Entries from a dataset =
>>>>>
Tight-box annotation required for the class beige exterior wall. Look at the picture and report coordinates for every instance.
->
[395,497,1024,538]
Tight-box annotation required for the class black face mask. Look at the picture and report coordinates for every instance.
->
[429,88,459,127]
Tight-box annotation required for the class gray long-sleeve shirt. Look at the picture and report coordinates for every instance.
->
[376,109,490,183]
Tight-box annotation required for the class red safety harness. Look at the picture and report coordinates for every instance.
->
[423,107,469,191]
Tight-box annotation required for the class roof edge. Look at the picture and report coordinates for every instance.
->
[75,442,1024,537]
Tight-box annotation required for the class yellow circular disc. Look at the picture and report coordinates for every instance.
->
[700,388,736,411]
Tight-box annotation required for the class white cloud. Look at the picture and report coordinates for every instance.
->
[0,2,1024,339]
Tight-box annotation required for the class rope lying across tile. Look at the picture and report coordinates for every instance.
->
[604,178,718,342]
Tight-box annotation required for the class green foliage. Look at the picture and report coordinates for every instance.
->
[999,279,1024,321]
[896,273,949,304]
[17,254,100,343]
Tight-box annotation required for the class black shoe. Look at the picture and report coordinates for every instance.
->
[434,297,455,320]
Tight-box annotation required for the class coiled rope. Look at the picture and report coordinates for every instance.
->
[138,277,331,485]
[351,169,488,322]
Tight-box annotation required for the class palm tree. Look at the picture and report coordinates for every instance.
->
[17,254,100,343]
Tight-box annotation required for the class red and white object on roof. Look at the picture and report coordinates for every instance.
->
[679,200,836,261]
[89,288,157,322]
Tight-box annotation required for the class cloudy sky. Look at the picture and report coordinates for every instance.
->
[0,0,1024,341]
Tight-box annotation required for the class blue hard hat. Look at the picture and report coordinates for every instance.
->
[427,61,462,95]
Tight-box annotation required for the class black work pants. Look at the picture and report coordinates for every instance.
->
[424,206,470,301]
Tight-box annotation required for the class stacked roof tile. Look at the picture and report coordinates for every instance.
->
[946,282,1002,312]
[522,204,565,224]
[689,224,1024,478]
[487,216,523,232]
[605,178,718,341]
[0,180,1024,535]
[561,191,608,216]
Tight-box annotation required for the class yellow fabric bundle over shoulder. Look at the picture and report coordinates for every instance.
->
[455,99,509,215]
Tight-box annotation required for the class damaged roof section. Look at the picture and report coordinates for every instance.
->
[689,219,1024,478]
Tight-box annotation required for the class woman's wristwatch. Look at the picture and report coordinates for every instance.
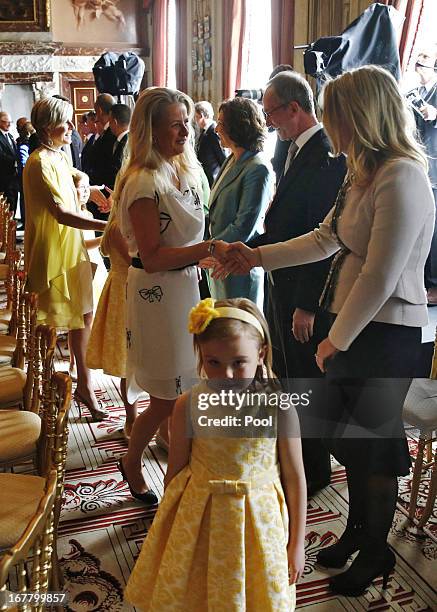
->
[208,238,216,257]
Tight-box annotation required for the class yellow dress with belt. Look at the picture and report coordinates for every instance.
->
[125,382,295,612]
[86,240,129,378]
[23,148,93,329]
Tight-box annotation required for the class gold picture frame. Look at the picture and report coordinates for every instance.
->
[0,0,50,32]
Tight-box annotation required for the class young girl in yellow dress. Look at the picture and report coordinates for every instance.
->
[86,186,137,438]
[126,298,306,612]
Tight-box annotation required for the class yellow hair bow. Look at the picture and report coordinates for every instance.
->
[188,298,221,334]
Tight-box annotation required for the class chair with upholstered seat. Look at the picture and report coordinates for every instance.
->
[0,372,71,590]
[0,325,56,414]
[403,330,437,528]
[0,469,57,612]
[0,290,38,369]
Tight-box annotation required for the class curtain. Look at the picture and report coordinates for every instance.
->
[176,0,187,92]
[379,0,425,72]
[150,0,168,87]
[223,0,245,99]
[271,0,295,66]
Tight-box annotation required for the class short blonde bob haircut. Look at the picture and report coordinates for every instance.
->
[30,98,73,142]
[113,87,202,203]
[323,66,428,185]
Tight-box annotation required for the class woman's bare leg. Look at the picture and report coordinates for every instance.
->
[68,312,99,410]
[122,396,176,493]
[158,418,171,444]
[120,378,138,436]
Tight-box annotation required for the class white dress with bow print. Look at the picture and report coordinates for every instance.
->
[118,170,204,402]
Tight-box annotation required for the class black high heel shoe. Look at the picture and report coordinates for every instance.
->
[329,548,396,597]
[317,527,363,568]
[73,389,109,421]
[117,459,158,506]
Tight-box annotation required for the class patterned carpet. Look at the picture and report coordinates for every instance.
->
[57,341,437,612]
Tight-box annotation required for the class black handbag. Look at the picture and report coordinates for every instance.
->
[93,51,145,96]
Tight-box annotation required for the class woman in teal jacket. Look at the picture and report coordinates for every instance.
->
[208,98,273,309]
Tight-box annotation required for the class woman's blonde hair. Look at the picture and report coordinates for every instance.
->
[323,66,428,185]
[30,98,73,141]
[193,298,275,382]
[113,87,202,203]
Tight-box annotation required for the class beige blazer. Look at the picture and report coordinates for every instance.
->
[259,158,435,351]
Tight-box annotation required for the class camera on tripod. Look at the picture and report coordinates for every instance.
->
[235,89,264,104]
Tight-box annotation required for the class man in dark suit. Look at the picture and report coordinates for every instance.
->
[0,112,20,215]
[249,72,346,494]
[194,101,226,187]
[109,104,132,188]
[269,64,293,184]
[408,47,437,306]
[90,94,116,190]
[81,111,98,176]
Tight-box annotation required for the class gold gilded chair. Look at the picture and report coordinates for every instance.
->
[0,332,61,473]
[0,372,71,604]
[0,290,38,369]
[0,469,57,612]
[0,217,17,282]
[0,252,21,335]
[0,325,56,414]
[403,330,437,528]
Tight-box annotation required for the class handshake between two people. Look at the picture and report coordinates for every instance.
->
[199,240,261,280]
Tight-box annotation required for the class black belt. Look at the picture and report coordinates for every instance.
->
[131,257,197,272]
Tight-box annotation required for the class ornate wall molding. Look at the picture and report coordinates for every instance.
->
[0,55,99,78]
[32,81,57,102]
[0,40,60,55]
[0,72,53,86]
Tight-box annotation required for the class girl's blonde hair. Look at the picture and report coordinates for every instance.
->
[323,66,428,185]
[113,87,202,203]
[30,98,73,140]
[193,298,275,382]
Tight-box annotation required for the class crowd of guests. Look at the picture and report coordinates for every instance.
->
[0,47,436,610]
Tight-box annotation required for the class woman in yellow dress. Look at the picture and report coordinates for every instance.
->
[86,185,138,439]
[126,298,306,612]
[23,98,107,420]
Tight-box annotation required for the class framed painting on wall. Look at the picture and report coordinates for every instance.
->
[0,0,50,32]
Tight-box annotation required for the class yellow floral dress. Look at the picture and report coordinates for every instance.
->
[125,383,295,612]
[86,240,129,378]
[23,148,93,329]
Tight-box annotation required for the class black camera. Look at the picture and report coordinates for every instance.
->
[235,89,264,104]
[405,89,426,117]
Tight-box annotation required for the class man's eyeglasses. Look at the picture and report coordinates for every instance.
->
[263,104,288,119]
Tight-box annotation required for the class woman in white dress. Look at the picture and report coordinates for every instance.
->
[114,87,225,505]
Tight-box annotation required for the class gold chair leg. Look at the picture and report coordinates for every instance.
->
[408,432,426,521]
[418,450,437,528]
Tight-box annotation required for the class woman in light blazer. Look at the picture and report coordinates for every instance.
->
[208,98,273,310]
[223,66,434,596]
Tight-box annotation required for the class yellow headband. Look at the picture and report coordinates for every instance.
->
[188,298,264,340]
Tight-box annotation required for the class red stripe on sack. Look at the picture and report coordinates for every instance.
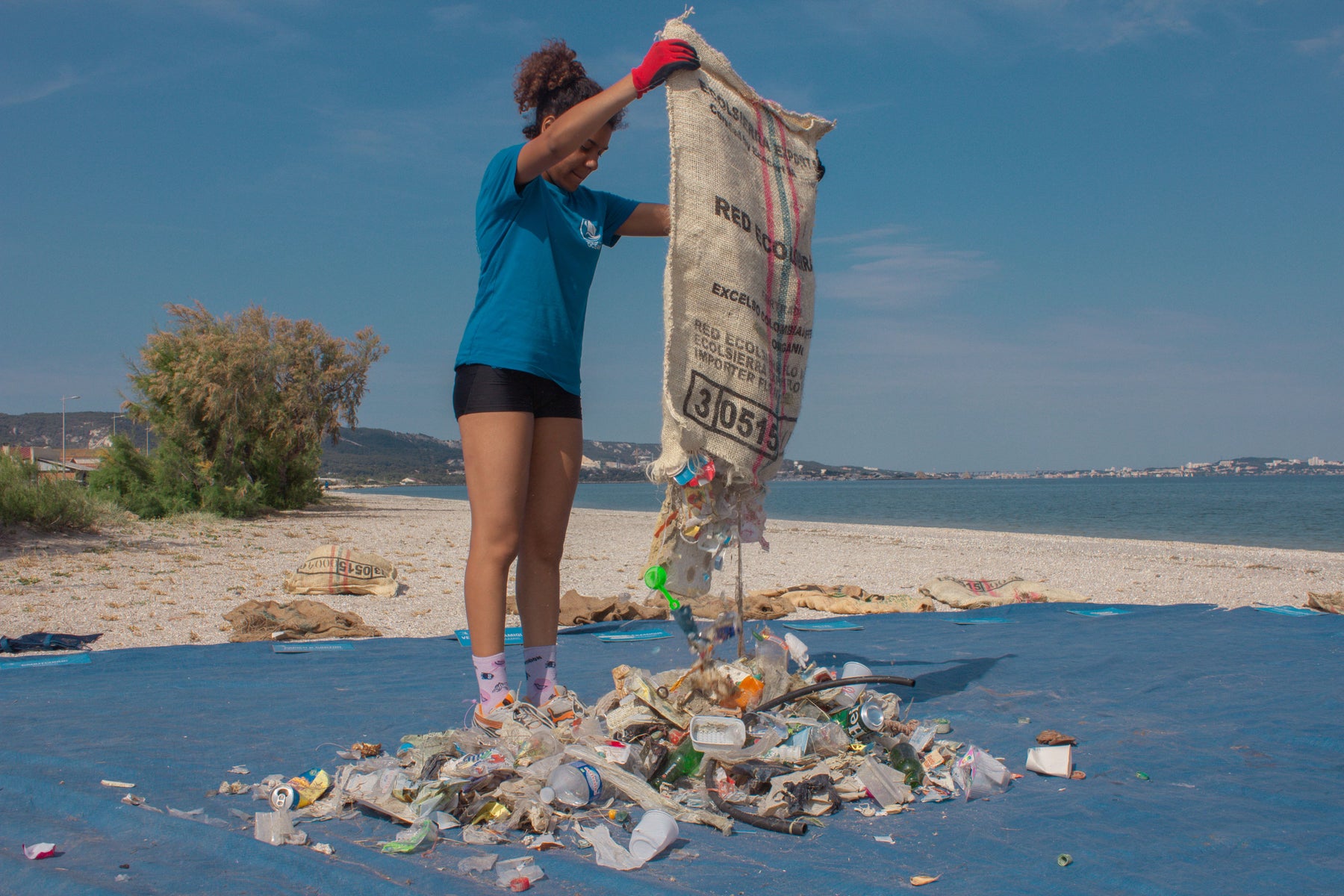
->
[751,102,780,482]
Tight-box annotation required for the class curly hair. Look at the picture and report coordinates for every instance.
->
[514,40,625,140]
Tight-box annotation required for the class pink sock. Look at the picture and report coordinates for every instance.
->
[472,652,508,712]
[523,644,555,706]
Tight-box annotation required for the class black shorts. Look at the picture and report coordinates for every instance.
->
[453,364,583,420]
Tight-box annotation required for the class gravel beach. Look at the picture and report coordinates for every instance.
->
[0,491,1344,649]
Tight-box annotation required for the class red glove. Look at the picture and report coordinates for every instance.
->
[630,40,700,97]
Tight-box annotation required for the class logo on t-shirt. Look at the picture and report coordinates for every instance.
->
[579,217,602,249]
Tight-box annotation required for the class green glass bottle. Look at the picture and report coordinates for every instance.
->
[650,738,704,788]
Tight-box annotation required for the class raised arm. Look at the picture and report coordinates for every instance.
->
[615,203,672,237]
[514,75,637,190]
[514,40,700,190]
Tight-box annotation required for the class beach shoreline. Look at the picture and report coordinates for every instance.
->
[0,491,1344,649]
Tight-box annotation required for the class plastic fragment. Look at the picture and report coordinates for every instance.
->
[168,806,228,827]
[527,834,564,853]
[575,825,644,871]
[457,853,499,874]
[494,856,546,893]
[252,812,308,846]
[378,818,437,854]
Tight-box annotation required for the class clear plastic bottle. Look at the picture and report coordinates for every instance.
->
[541,762,602,807]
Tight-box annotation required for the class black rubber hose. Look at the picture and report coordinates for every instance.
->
[704,756,808,837]
[753,676,915,712]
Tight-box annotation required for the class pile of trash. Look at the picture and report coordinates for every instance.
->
[225,612,1011,884]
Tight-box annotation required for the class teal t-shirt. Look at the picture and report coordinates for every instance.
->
[453,144,638,395]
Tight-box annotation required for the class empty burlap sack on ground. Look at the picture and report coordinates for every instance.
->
[751,585,937,615]
[504,588,668,626]
[1307,591,1344,612]
[225,600,383,641]
[285,544,396,598]
[919,575,1087,610]
[652,16,833,485]
[677,594,793,619]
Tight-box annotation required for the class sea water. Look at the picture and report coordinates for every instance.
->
[368,476,1344,551]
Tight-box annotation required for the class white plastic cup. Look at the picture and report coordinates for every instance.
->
[630,809,680,862]
[1027,744,1074,778]
[836,659,872,706]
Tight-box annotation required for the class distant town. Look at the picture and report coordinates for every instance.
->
[0,411,1344,486]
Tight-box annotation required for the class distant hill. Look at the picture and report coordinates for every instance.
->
[0,411,915,485]
[0,411,155,456]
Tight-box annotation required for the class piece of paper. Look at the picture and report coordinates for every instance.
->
[593,629,672,642]
[453,626,523,647]
[574,822,644,871]
[270,641,355,653]
[0,653,93,669]
[781,619,863,632]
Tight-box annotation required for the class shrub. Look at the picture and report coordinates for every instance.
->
[0,454,111,529]
[93,302,387,517]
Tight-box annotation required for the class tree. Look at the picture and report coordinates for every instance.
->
[91,302,387,516]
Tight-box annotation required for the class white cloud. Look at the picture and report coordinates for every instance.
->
[795,0,1236,52]
[0,66,81,106]
[817,227,998,306]
[429,3,535,35]
[1293,25,1344,62]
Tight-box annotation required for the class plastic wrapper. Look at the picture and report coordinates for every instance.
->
[951,746,1012,800]
[494,856,546,889]
[756,635,789,703]
[378,818,438,853]
[564,744,732,834]
[574,824,644,871]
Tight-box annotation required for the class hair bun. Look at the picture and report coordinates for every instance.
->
[514,40,588,111]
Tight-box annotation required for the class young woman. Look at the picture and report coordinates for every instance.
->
[453,40,700,732]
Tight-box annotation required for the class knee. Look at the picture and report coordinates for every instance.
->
[467,532,519,570]
[519,532,564,568]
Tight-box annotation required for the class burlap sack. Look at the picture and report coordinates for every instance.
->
[285,544,396,598]
[225,600,383,641]
[747,585,938,615]
[650,16,833,484]
[919,575,1087,610]
[1307,591,1344,612]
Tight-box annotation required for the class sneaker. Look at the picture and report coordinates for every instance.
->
[472,692,555,738]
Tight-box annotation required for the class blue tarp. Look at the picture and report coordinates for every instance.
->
[0,605,1344,896]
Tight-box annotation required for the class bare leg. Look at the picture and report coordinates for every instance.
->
[457,411,529,657]
[513,417,583,647]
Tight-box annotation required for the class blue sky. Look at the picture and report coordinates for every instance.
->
[0,0,1344,470]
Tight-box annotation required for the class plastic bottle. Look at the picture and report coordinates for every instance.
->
[541,762,602,806]
[652,738,704,787]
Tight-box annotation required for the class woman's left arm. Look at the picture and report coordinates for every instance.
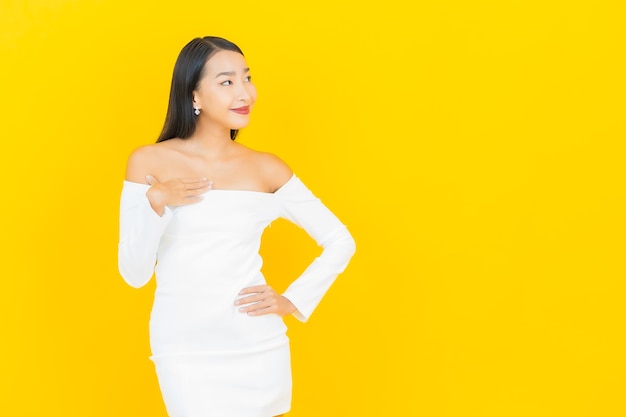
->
[276,175,356,322]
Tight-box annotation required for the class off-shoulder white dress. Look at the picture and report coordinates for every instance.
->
[118,175,355,417]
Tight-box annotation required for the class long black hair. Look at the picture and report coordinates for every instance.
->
[157,36,243,142]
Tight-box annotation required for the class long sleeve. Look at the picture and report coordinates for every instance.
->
[276,175,356,322]
[118,181,172,288]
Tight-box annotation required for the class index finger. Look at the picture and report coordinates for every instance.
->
[180,177,209,184]
[239,285,267,295]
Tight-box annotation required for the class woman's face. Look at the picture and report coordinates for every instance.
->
[193,51,256,129]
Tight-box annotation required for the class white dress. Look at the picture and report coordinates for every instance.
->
[118,175,355,417]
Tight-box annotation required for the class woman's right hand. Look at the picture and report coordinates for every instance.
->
[146,175,213,216]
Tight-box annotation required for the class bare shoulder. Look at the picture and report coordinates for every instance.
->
[247,151,293,191]
[126,143,168,184]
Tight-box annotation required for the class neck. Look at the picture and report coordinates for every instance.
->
[187,122,234,154]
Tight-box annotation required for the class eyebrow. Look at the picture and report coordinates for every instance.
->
[215,67,250,78]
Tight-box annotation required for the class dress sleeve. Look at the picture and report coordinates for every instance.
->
[117,181,172,288]
[276,175,356,322]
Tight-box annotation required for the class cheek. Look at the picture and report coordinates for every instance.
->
[248,84,257,101]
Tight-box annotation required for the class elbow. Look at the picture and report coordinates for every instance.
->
[117,254,153,288]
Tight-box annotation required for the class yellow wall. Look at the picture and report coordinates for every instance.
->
[0,0,626,417]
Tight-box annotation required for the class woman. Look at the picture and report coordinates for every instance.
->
[119,37,355,417]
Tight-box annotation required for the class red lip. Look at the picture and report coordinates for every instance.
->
[231,106,250,114]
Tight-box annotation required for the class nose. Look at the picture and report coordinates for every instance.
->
[237,85,252,104]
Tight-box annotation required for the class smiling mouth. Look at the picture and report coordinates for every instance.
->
[231,106,250,114]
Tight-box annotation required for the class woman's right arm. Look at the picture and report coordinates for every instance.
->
[118,145,210,288]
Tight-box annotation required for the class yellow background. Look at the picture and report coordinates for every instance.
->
[0,0,626,417]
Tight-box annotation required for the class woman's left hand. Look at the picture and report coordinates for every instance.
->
[235,285,296,317]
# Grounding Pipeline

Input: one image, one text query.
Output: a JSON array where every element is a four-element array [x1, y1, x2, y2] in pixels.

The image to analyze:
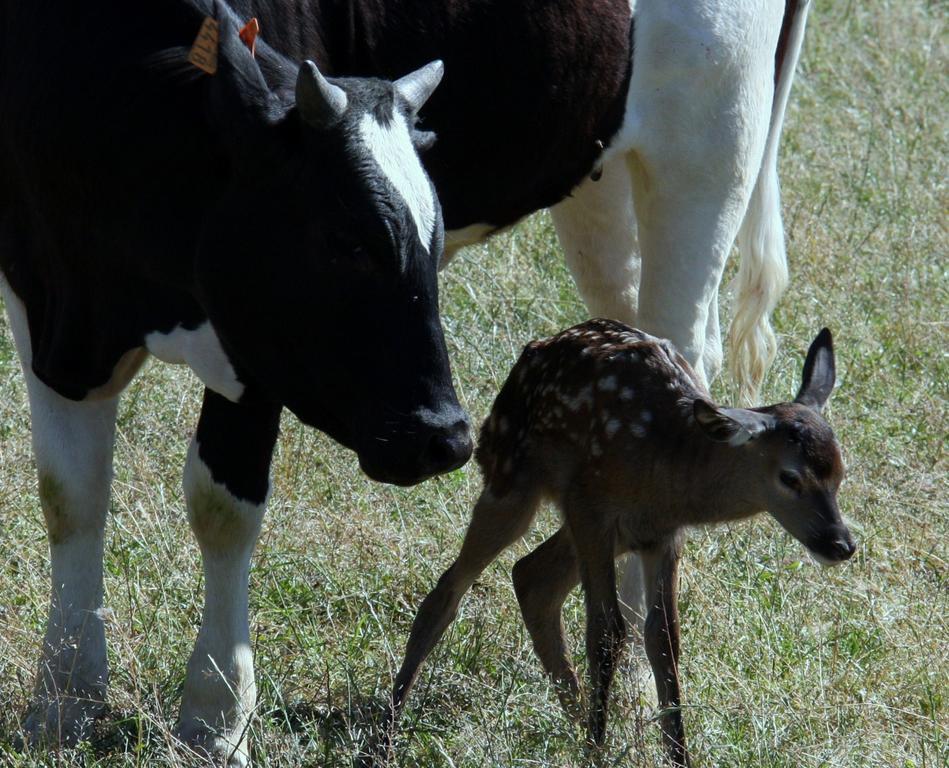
<<<<<
Written task =
Please update the entries from the line that contains "Tight-box annotation required for the class clear" through the line that contains "[225,612,1011,884]", replacing "pile of trash" with "heap of garbage" and keeping everything else the same. Return only those lines.

Solution for this task =
Tight-box annotation required for the class clear plastic bottle. Look at the picture and report coordinates for every instance.
->
[541,762,602,807]
Tight-box annotation required for the class black rubber hose. Look at the picture and report coordinates for every instance.
->
[704,756,808,837]
[753,676,915,712]
Tight-box annotation required for the class heap of garbage. Look at the picture and report coordinates for every instance.
->
[225,612,1011,884]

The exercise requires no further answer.